Directions –
Rescale the records starting at the line containing "spot the woman's eye in the photo above" and ending at the end of the records, reproducing every line but multiplying each x, y coordinate in the answers by 2.15 and rounding to a whole number, with halves rounded up. Leave all other text and numbers unchanged.
>> Begin Extracted information
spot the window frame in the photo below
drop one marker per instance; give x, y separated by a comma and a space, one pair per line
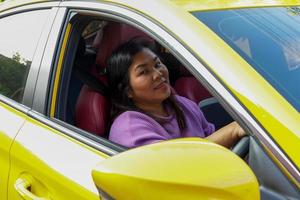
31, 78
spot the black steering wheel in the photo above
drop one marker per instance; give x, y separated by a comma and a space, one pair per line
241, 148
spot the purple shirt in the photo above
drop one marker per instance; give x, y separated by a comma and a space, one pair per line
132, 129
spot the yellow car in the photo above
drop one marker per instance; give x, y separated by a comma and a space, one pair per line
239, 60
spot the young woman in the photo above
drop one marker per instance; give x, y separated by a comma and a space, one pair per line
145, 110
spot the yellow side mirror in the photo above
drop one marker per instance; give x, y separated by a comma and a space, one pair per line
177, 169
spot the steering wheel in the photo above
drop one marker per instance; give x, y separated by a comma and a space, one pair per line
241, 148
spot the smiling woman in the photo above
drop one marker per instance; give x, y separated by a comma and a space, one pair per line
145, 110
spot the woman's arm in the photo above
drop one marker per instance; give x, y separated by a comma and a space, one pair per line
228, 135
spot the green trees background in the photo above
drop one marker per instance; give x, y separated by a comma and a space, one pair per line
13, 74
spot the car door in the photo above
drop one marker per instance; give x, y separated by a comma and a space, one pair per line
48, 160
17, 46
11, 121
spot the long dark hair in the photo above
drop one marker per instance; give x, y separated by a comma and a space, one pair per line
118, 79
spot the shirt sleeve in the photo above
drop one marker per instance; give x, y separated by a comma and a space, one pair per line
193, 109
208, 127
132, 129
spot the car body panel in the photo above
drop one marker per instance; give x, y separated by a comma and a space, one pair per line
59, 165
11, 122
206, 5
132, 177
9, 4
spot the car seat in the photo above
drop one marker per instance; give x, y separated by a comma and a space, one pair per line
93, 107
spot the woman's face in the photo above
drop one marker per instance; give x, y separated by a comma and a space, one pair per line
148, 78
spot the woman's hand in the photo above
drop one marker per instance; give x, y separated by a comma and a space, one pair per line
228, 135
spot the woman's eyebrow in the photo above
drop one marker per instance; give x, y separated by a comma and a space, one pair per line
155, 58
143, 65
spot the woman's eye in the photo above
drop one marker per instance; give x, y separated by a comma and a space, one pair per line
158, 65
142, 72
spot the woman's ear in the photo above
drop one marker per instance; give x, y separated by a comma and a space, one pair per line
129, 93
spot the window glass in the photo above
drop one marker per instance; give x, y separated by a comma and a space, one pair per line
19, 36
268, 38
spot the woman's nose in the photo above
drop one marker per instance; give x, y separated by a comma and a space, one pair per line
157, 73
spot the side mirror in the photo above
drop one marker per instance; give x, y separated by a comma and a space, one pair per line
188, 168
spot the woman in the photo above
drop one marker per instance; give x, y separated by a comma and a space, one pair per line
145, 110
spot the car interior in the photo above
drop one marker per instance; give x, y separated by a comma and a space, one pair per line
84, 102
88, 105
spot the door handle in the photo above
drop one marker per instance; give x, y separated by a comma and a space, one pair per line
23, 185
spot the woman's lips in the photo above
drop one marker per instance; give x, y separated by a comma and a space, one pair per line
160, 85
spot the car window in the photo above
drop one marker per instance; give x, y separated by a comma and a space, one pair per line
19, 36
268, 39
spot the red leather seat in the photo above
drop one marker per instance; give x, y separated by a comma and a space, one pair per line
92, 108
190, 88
>> End Extracted information
Task solution –
spot the woman's eye in the photo above
drop one marker per instance; give x, y separated by a comma and a space, one pair per line
340, 140
305, 155
spot the woman's ear in the photo above
drop one marker per instance; give x, y separated by a comma and a space, one pair per line
277, 200
spot the window glass in the photo above
drop one marker per instance; give x, y separated by a comma and a space, one pair per line
41, 77
576, 82
spot the woman's nose in the photo above
drop one marker per instance; give x, y separated by a comma and a space, one pair per line
338, 157
spot the side mirror in the photo above
drop one marker per instance; give x, y separated by a comma and a space, one pair per line
404, 361
spot the woman in the photo above
drop one marker per instance; give x, y separated by a comma and a space, one pair per line
312, 237
spot the car interior in the photo above
drop one marker per instance; give x, y separated by a comma and a space, one pair per line
181, 219
189, 226
spot the door handle in the photo above
drop one marker per instance; give x, y separated by a comma and a space, one pair per line
49, 398
spot the woman's lips in the photo above
drop one marker per instance; give x, y separated by a comma and a space, one pair per line
344, 183
spot the car window in the photo above
drop one marker per instance; give x, y separated by a comma and a space, one pair per line
41, 77
576, 84
spot the red leather seat in the photo above
drop one marker per instance; give x, y separated by a comma and a space, one pair per line
198, 232
409, 189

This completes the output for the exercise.